Exercise objective:
The word "peak" occurs in some of the lines below; copy each of those lines.

Source records:

□ □ □ □

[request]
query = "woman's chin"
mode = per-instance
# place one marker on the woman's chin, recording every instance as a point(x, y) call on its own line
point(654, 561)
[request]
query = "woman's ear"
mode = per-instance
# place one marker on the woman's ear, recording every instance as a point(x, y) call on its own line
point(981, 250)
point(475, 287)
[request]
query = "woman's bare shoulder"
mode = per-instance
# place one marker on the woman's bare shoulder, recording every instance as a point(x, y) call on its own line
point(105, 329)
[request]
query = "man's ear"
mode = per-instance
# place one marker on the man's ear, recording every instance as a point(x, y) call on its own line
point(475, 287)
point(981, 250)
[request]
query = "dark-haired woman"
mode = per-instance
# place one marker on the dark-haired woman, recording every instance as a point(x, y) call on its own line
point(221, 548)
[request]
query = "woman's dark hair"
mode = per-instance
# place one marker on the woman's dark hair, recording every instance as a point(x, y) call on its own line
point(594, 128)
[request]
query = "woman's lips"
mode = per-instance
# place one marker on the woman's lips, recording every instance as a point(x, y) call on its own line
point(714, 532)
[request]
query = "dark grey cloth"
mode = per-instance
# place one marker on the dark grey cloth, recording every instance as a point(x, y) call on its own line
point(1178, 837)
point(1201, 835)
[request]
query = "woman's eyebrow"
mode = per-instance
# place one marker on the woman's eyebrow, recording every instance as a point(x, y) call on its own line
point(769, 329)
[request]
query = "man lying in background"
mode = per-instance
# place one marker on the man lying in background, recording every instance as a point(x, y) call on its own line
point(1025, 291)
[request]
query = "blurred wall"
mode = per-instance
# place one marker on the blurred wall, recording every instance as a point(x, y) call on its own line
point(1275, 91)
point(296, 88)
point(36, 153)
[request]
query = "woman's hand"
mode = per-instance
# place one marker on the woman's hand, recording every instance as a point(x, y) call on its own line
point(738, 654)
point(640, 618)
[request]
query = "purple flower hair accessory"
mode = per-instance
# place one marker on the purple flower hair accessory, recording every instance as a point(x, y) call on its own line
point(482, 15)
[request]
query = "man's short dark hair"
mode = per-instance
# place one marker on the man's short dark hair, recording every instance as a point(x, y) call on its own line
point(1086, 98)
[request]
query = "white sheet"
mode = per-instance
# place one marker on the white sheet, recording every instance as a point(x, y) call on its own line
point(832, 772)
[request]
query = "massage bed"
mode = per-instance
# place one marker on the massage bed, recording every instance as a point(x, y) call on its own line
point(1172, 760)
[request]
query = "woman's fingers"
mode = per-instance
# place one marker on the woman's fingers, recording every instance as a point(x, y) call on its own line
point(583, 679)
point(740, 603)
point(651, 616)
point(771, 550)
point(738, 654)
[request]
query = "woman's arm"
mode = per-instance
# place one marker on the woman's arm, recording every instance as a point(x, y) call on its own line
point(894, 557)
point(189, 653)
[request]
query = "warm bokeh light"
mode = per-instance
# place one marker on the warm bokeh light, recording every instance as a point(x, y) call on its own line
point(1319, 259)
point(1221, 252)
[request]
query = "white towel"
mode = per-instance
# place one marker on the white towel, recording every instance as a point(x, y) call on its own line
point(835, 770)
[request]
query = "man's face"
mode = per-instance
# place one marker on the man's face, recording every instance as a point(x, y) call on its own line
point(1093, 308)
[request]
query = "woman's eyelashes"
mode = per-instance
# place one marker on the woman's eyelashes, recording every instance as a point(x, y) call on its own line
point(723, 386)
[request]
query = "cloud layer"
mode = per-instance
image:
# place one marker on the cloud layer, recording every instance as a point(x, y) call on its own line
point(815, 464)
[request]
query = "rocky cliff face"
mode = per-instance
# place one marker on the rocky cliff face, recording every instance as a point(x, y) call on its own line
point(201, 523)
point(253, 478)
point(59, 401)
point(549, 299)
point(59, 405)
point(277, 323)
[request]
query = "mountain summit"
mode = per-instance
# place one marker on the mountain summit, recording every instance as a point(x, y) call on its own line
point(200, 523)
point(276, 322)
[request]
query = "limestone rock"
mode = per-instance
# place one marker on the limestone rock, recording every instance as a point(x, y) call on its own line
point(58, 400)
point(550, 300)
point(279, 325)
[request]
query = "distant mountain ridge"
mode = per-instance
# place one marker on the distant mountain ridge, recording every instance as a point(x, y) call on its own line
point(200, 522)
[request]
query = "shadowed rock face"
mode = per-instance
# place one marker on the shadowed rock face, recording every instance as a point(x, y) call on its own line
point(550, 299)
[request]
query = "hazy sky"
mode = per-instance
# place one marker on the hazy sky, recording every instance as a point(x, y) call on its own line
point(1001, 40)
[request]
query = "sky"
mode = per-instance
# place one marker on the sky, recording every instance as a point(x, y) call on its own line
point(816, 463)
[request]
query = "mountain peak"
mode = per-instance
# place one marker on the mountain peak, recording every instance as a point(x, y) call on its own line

□ □ □ □

Exercise result:
query = "mountain peak"
# place one marker on the mountain peak, recording every instance as a point(x, y) call on its own line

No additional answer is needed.